##### PROVIDED ENTRIES #####

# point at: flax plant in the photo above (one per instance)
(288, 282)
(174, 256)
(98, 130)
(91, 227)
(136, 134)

#####

EXERCISE DESCRIPTION —
Return the material in full, exactly as shown.

RESULT —
# point at: flax plant in the photo above (one per instance)
(288, 282)
(174, 256)
(98, 130)
(91, 227)
(136, 134)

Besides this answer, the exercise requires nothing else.